Skip to article frontmatterSkip to article content
Site not loading correctly?

This may be due to an incorrect BASE_URL configuration. See the MyST Documentation for reference.

Catalog — raster / xarray / vector backends

Catalog backends — raster, xarray, vector on real data

Three builders share one GeoCatalog shape. This notebook builds a catalog for each backend against real public data, then prints the underlying GeoDataFrame so the substrate diversity is concrete:

BackendReal source
build_raster_catalogEight Sentinel-2 L2A scenes over Lake Tahoe (MPC)
build_xarray_catalogCopernicus DEM GLO-30 tile over the same AOI, saved as a NetCDF
build_vector_catalogNatural Earth admin-1 polygons (Pacific states)
import tempfile
from pathlib import Path

import geocatalog as gc
import geopandas as gpd
import matplotlib.pyplot as plt
import numpy as np
import pandas as pd
import planetary_computer
import pystac_client
import rioxarray
import xarray as xr

from geostack import (
    LAKE_TAHOE_BBOX,
    LAKE_TAHOE_TILE,
    load_natural_earth_admin1,
    load_stac_items,
)

tmp = Path(tempfile.mkdtemp(prefix="geocatalog_backends_"))
print(f"workdir: {tmp}")
workdir: /var/folders/k9/_v6ywhvj0nq36tpttd3j4mq80000gn/T/geocatalog_backends_kpb4r__u

1. Raster backend — real Sentinel-2 L2A scenes

Eight cloud-free scenes over Lake Tahoe (June–July 2024). The catalog stores the signed asset URLs; pixel data is read lazily on load_raster.

(Contour labeling entries)
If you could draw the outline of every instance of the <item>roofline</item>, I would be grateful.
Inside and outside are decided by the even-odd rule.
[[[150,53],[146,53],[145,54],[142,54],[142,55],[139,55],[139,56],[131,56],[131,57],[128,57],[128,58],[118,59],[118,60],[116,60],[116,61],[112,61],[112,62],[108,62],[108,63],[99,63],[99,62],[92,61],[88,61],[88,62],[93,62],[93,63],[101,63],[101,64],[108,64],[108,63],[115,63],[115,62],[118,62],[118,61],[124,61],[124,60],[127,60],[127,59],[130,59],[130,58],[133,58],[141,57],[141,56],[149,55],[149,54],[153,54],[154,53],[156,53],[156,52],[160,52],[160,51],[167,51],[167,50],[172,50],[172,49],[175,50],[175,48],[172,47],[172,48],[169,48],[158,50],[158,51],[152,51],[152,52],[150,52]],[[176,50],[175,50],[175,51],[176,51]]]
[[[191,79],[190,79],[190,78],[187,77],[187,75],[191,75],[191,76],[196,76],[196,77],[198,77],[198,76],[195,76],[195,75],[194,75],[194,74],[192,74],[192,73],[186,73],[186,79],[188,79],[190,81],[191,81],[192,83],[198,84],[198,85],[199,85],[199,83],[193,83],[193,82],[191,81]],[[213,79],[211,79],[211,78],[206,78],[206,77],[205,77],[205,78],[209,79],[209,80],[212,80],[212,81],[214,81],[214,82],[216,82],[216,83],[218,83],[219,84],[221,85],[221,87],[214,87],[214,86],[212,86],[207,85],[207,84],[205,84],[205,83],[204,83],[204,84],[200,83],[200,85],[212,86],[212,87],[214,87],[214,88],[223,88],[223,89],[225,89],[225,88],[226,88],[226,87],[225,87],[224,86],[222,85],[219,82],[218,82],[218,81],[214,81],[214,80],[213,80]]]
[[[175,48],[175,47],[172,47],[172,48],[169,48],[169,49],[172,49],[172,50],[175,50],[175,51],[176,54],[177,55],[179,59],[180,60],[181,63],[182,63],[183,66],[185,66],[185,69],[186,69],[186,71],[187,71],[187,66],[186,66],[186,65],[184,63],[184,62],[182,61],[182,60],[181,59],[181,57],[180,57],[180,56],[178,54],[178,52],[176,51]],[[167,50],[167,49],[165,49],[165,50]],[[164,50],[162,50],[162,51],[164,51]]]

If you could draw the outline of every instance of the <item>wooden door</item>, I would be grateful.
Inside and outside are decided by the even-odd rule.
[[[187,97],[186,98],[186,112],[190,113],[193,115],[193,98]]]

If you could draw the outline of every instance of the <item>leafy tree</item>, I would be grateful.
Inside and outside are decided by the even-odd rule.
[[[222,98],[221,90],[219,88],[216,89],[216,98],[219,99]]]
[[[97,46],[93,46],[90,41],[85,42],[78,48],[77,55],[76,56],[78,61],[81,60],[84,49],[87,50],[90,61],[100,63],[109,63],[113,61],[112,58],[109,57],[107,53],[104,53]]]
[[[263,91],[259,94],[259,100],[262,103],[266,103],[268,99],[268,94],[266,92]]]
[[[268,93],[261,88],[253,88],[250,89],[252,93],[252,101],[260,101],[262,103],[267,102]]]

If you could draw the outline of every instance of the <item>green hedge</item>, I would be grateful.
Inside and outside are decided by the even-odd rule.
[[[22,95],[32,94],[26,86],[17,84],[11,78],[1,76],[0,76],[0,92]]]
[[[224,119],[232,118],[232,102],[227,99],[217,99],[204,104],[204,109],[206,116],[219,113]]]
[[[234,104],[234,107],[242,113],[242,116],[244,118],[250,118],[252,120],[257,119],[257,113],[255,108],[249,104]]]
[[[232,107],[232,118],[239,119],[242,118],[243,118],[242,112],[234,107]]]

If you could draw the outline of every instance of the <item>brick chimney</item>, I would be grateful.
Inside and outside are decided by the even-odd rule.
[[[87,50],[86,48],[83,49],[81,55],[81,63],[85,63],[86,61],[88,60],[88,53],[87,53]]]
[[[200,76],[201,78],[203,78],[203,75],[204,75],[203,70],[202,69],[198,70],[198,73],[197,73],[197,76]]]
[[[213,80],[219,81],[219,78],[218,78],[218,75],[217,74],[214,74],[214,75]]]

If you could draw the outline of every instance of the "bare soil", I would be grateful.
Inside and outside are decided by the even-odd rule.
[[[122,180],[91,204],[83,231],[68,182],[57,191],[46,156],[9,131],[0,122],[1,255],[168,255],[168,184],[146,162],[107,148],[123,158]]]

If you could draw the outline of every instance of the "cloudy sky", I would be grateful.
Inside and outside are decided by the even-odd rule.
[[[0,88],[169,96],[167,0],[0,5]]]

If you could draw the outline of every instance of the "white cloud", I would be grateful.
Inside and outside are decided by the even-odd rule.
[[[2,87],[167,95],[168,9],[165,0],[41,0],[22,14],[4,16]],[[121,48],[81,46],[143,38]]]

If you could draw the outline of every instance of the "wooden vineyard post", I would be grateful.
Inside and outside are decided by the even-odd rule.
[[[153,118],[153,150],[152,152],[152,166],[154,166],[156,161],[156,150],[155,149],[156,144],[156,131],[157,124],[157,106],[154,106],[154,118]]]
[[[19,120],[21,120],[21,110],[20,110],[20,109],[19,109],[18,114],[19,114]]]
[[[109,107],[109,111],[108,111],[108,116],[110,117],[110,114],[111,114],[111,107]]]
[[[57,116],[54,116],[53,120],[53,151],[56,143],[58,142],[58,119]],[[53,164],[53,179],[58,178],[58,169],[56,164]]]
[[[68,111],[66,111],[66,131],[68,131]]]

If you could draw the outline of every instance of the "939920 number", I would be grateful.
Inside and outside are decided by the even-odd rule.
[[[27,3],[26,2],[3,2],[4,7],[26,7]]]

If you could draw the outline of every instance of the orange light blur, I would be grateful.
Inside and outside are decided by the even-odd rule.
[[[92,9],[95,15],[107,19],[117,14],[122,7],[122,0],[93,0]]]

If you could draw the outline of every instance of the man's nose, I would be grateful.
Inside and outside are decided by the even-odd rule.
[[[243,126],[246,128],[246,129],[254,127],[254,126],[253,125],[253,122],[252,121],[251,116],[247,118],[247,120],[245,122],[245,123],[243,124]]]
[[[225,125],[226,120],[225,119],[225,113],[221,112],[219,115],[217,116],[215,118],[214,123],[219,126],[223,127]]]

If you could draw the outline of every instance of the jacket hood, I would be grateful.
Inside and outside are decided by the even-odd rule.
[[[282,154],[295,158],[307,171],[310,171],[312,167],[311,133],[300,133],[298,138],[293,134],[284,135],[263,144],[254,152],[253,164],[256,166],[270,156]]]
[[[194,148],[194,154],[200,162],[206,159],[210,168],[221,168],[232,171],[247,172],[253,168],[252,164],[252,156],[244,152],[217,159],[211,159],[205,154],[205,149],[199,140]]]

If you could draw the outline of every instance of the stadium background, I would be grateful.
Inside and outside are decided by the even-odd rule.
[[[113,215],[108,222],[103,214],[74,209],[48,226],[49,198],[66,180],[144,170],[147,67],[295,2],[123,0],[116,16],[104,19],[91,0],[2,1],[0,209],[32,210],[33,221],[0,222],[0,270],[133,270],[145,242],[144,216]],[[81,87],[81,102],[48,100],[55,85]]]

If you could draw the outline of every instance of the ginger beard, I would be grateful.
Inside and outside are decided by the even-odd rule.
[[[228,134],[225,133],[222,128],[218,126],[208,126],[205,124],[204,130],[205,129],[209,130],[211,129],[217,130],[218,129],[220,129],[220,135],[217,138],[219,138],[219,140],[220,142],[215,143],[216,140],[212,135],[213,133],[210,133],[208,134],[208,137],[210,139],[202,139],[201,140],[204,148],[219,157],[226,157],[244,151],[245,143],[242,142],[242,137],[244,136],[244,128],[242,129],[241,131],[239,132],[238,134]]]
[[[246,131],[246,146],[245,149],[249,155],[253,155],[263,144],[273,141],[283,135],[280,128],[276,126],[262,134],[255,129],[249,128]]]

GIVEN REQUEST 1: Reproduce the catalog backends page word for word, everything from "This may be" down to "Lake Tahoe (MPC)".
GIVEN REQUEST 2: Transcribe from the contour labeling listing everything from the line that contains "door</item>, I would be grateful." down to the line that contains "[[[187,97],[186,98],[186,112],[190,113],[193,115],[193,98]]]", including both of those lines.

SOLUTION 1:
This may be due to an incorrect BASE_URL configuration. See the MyST Documentation for reference.

Catalog — raster / xarray / vector backends

Catalog backends — raster, xarray, vector on real data

Three builders share one GeoCatalog shape. This notebook builds a catalog for each backend against real public data, then prints the underlying GeoDataFrame so the substrate diversity is concrete:

BackendReal source
build_raster_catalogEight Sentinel-2 L2A scenes over Lake Tahoe (MPC)

SOLUTION 2:
If you could draw the outline of every instance of the <item>wooden door</item>, I would be grateful.
Inside and outside are decided by the even-odd rule.
[[[187,97],[186,98],[186,112],[190,113],[193,115],[193,98]]]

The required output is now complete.